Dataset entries
_____
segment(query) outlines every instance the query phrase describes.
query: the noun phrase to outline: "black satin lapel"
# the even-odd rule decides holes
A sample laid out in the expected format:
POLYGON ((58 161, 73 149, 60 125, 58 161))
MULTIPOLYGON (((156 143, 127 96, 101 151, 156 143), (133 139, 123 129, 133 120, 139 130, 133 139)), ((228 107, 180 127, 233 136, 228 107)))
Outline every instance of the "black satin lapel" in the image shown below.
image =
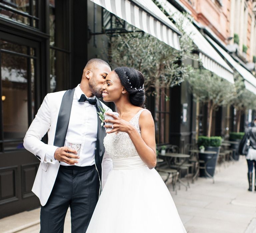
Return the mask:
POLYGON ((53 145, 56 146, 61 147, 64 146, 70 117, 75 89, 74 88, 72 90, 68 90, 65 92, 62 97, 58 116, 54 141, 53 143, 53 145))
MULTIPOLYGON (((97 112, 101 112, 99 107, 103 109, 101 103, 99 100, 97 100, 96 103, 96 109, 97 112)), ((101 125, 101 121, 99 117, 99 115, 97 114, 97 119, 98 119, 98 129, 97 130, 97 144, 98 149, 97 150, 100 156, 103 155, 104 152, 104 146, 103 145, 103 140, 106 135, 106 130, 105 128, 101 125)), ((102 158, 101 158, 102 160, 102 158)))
_____
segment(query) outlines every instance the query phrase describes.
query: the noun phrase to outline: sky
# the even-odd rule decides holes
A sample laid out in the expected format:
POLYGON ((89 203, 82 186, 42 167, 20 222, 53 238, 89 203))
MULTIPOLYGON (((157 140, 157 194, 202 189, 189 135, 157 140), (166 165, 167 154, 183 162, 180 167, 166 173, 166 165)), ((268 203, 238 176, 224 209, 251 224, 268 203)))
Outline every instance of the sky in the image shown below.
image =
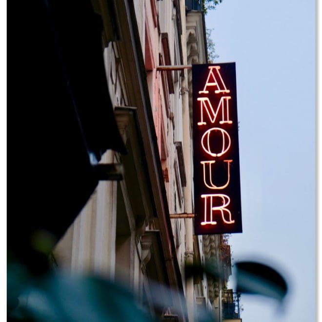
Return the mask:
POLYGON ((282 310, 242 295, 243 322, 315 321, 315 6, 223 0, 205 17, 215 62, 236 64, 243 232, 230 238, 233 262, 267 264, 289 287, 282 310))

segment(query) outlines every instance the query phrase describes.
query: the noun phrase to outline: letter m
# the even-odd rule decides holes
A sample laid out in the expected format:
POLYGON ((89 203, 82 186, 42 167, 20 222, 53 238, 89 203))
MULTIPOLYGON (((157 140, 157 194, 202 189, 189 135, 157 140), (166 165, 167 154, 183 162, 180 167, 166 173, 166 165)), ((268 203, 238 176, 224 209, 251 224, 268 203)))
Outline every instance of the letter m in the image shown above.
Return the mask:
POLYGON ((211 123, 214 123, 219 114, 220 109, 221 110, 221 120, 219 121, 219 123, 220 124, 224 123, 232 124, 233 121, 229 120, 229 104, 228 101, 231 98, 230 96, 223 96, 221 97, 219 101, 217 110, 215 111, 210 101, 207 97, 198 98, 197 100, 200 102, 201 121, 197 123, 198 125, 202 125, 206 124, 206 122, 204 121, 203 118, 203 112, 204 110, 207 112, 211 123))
_____
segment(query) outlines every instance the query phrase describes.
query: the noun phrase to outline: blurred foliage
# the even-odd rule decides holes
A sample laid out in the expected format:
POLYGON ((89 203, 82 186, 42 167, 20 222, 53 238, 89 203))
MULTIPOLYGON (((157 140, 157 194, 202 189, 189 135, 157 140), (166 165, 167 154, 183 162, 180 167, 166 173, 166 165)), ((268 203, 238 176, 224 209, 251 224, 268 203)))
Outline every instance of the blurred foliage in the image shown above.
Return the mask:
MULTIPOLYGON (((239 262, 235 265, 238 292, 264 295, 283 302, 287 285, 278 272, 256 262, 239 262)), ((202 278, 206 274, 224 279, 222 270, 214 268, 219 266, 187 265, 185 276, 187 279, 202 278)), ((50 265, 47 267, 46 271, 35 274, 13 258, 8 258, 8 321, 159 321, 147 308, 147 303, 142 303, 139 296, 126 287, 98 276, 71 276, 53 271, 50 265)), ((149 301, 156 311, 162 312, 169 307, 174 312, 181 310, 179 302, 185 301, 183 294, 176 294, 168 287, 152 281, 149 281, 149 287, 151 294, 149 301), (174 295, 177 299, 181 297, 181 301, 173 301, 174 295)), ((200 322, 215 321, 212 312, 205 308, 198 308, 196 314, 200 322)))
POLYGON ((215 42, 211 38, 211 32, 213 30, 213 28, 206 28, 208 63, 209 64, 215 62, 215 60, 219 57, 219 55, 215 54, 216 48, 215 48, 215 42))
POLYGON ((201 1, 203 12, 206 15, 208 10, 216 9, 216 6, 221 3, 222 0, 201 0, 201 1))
_____
_Exercise brief_. How many lines of the listing above contain the word "noun"? Reply with the number alone.

_Result_. 4